● **问题描述 1**:
复制介绍 Spark 连接 Kudu 的文章中从“1、pyspark连接kudu”到“df.write.format('org.apache.kudu.spark.kudu')”之间的文字，首尾两处都包括在内。
● **问题描述 2**:
下面三项说法是否与介绍 Spark 连接 Kudu 的文章相符？逐项回答“是”或“否”，并照录文中起决定作用的原文。
(a) 用 pyspark 写入 kudu 表时，使用的模式是 append。
(b) Pom.xml 中 kudu-spark2-tools_2.11 依赖的版本号是 1.6.0。
(c) 用 pyspark 读取 kudu 表时，kudu.table 设为 python-example1。

● **文章**:
####################
1、pyspark连接kudu

pyspark --jars /home/oicq/guomm/kudu-spark2_2.11-1.6.0.jar # 启动 
sqlContext = pyspark.sql.SQLContext(spark) # 创建sql连接 
df = sqlContext.read.format('org.apache.kudu.spark.kudu')
               .options(**{"kudu.master":"127.0.0.1:7051", "kudu.table":"python-example"})
               .load() # 读取kudu表

df.write.format('org.apache.kudu.spark.kudu')
        .option('kudu.master', '127.0.0.1:7051')
        .option('kudu.table', 'python-example1')
        .mode('append')
        .save() # 写入kudu表

2、scala spark连接kudu

Pom.xml

<!--spark操作kudu-->
<dependency>
  <groupId>org.apache.kudu</groupId>
  <artifactId>kudu-spark2-tools_2.11</artifactId>
  <version>1.12.0</version>
</dependency>

创建表

/**
* 编写main方法
*/
def main(args: Array[String]): Unit = {
  //设置master
  val KUDU_MASTERS = "localhost"
####################
● **数据部分**:
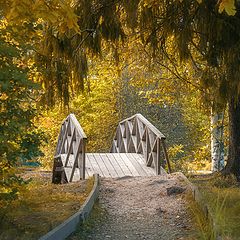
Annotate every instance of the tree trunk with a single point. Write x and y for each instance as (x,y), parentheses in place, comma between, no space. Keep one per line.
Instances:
(217,145)
(233,164)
####################
● **书面回答 1**:
1、pyspark连接kudu

pyspark --jars /home/oicq/guomm/kudu-spark2_2.11-1.6.0.jar # 启动 
sqlContext = pyspark.sql.SQLContext(spark) # 创建sql连接 
df = sqlContext.read.format('org.apache.kudu.spark.kudu')
               .options(**{"kudu.master":"127.0.0.1:7051", "kudu.table":"python-example"})
               .load() # 读取kudu表

df.write.format('org.apache.kudu.spark.kudu')

● **书面回答 2**:
(a) 是。“.mode('append')”
(b) 否。“<version>1.12.0</version>”
(c) 否。“"kudu.table":"python-example"”